Requirements:
1. Please write out the part of the commit log that opens with the words containing "I am a bit reluctant" and closes with "the right use.".
2. Answer these questions using the commit log that comes before the data:
(a) Which switch do the record lookups use?
(b) What metadata does dnf5 no longer download by default?
(c) From which knot version is nsec3-iterations set to 0 by default?
3. Go on with the commit log, picking up after its last sentence.

It's easy to add. Let's do so.
This only covers record lookups, i.e. with the --type= switch.
The higher level lookups are not covered, I opted instead to print a
message there to use --type= instead.
I am a bit reluctant to defining a new JSON format for the high-level
lookups, hence I figured for now a helpful error is good enough, that
points people to the right use.
Daan De Meyer [Tue, 30 Jan 2024 21:36:12 +0000 (22:36 +0100)]
mkosi: Stop using file provides with CentOS/Fedora
dnf5 does not download filelists metadata by default anymore as this
consists of a pretty big chunk of the repository metadata. Let's make
sure the filelists metadata doesn't have to be downloaded by dnf5 by
removing any usage of file provides from our package lists.
Adrian Vovk [Sun, 21 Jan 2024 01:29:40 +0000 (20:29 -0500)]
homed: Add InhibitSuspend() method
This returns an FD that can be used to temporarily inhibit the automatic
locking on system suspend behavior of homed. As long as the FD is open,
LockAllHomes() won't lock that home directory on suspend. This allows
desktop environments to implement custom more complicated behavior
Frantisek Sumsal [Tue, 30 Jan 2024 10:25:19 +0000 (11:25 +0100)]
meson: don't install broken tmpfiles config with sshd?confdir == 'no'
20-systemd-ssh-generator.conf expands SSHCONFDIR, which is bogus when we
build with -Dsshconfdir=no. Similarly, avoid expanding SSHDCONFDIR in
20-systemd-userdb.conf when building with -Dsshconfdir=no.
Frantisek Sumsal [Tue, 30 Jan 2024 15:27:58 +0000 (16:27 +0100)]
test: explicitly set nsec3-iterations to 0
knot v3.2 and later does this by default. knot v3.1 still has the default set to
10, but it also introduced a warning that the default will be changed to 0 in
later versions, so it effectively complains about its own default, which then
fails the config check. Let's just set the value explicitly to zero to avoid
that.

Data lines:

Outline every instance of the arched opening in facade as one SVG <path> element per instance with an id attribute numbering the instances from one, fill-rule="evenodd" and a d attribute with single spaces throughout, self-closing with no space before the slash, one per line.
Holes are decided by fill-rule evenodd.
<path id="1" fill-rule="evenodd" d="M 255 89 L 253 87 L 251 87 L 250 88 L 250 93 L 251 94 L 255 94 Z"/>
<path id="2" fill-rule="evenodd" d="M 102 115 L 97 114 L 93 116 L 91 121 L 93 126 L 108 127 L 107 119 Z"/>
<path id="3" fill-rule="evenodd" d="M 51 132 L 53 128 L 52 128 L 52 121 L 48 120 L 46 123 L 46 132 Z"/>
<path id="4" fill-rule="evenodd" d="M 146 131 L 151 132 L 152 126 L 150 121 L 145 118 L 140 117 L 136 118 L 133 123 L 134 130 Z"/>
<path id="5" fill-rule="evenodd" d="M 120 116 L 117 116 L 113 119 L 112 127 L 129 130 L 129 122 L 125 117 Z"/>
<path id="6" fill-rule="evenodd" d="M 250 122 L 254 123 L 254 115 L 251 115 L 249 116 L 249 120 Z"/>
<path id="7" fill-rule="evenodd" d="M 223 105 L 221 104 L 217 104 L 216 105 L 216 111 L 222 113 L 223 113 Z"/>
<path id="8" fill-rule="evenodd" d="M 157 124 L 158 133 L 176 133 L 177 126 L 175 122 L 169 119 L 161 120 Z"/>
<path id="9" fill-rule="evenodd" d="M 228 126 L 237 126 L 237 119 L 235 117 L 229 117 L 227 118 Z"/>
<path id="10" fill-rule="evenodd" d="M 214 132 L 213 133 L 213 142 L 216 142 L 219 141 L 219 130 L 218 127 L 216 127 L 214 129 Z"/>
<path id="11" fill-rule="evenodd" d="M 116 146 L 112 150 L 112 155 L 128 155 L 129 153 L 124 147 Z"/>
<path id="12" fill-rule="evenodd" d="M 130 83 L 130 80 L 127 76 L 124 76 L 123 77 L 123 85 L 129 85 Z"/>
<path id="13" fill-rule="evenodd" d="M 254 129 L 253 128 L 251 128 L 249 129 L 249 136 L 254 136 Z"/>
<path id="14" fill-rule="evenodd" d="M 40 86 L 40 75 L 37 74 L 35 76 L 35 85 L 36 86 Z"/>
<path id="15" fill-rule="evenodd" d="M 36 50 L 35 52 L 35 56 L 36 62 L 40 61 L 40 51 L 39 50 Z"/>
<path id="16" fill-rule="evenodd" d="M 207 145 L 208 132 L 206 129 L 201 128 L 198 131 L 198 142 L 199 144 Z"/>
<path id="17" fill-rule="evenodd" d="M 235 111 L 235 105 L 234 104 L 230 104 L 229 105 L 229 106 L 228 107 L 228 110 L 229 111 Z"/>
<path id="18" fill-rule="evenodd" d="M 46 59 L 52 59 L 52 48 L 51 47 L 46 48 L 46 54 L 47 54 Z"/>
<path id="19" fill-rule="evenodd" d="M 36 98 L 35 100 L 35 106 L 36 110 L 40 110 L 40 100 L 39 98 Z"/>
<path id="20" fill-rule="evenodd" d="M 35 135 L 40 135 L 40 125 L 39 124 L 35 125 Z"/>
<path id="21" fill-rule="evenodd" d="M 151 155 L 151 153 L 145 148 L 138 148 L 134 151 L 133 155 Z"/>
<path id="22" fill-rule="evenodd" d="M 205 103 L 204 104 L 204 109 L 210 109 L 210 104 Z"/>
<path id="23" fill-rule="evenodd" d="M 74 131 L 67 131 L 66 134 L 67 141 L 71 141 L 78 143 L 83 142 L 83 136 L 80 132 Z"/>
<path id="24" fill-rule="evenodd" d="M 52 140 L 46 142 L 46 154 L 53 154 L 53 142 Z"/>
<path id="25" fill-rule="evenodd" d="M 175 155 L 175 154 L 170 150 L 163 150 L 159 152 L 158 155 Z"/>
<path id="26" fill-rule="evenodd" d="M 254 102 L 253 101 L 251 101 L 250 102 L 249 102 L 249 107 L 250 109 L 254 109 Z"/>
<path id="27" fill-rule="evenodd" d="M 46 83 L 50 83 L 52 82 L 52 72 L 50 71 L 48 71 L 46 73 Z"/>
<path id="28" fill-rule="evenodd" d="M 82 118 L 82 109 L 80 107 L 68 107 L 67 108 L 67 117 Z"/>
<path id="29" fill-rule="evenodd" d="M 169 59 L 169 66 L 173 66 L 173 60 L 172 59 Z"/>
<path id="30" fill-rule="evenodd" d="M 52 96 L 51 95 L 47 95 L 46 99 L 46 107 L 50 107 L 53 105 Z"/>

Results for the exercise:
1.
I am a bit reluctant to defining a new JSON format for the high-level
lookups, hence I figured for now a helpful error is good enough, that
points people to the right use.

2.
(a) The --type= switch.
(b) The filelists metadata.
(c) knot v3.2.

3.
~# knotc --version
knotc (Knot DNS), version 3.1.6
~# grep nsec3-iterations test/knot-data/knot.conf || echo nope
nope
~# knotc -c /build/test/knot-data/knot.conf conf-check
warning: config, policy[auto_rollover_nsec3].nsec3-iterations defaults to 10, since version 3.2 the default becomes 0
Configuration is valid
Adrian Vovk [Wed, 24 Jan 2024 00:50:21 +0000 (19:50 -0500)]
core: Fail to start/stop/reload unit if frozen
Previously, unit_{start,stop,reload} would call the low-level cgroup
unfreeze function whenever a unit was started, stopped, or reloaded. It
did so with no error checking. This call would ultimately recurse up the
cgroup tree, and unfreeze all the parent cgroups of the unit, unless an
error occurred (in which case I have no idea what would happen...)
After the freeze/thaw rework in a previous commit, this can no longer
work. If we recursively thaw the parent cgroups of the unit, there may
be sibling units marked as PARENT_FROZEN which will no longer actually
have frozen parents. Fixing this is a lot more complicated than simply
disallowing start/stop/reload on a frozen unit
Adrian Vovk [Sun, 21 Jan 2024 20:05:20 +0000 (15:05 -0500)]
core: Rework recursive freeze/thaw
This commit overhauls the way freeze/thaw works recursively:
First, it introduces new FreezerActions that are like the existing
FREEZE and THAW but indicate that the action was initiated by a parent
unit. We also refactored the code to pass these FreezerActions through
the whole call stack so that we can make use of them. FreezerState was
extended similarly, to be able to differentiate between a unit that's
frozen manually and a unit that's frozen because a parent is frozen.
Next, slices were changed to check recursively that all their child
units can be frozen before it attempts to freeze them. This is different
from the previous behavior, that would just check if the unit's type
supported freezing at all. This cleans up the code, and also ensures
that the behavior of slices corresponds to the unit's actual ability
to be frozen
Next, we make it so that if you FREEZE a slice, it'll PARENT_FREEZE
all of its children. Similarly, if you THAW a slice it will PARENT_THAW
its children.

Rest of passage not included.